Repeat the stretch of the material below from the line containing "Check that every instance of the yellow" through its end, keeping each request unchanged and shifting every answer coordinate by -55.
■ ■ ■
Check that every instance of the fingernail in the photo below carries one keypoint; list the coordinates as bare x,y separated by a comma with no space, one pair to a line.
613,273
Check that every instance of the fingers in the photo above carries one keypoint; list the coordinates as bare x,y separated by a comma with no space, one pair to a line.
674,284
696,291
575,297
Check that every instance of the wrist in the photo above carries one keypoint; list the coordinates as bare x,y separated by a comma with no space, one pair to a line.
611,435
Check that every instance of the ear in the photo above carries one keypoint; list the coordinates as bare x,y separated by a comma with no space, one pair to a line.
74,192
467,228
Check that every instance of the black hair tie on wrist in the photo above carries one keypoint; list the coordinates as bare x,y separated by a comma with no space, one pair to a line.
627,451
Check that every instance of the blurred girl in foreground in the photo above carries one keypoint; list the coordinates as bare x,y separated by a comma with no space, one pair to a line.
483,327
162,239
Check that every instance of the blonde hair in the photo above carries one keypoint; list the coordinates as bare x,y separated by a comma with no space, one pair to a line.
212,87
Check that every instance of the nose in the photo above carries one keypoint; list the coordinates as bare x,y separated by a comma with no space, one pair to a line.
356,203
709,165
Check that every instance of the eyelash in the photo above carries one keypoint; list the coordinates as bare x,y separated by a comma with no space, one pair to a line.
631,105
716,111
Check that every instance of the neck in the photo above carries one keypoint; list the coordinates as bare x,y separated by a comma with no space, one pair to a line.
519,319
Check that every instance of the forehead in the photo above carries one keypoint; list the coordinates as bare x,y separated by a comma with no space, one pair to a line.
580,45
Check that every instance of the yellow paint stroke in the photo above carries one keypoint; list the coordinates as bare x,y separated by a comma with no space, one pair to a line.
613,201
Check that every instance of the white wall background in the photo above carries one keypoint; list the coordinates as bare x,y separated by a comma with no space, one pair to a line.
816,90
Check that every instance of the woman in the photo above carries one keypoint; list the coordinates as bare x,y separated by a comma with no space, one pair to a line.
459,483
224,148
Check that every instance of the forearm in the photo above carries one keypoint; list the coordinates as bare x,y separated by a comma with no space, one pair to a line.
■ ■ ■
RESPONSE:
Check that every instance of the yellow paint stroke in the photo above carries one keypoint; list the coordinates as bare x,y separated by a comma with no space, one pair to a line.
558,146
Check that every instance of the white wall background in the photo above carries one keypoint; list the coordinates as bare x,y separated by a comma with no space, one pair to a line.
761,35
Check that every instance of the woman in the photo above carries one keypoint; list the coordinates as bare x,y separated by a comma with no space, one pair to a line.
404,428
169,93
Check that every instance of the forearm in the photo above carries one keypoint; list the coordinates as bare x,y separated by a comma with no space, one pair to a line.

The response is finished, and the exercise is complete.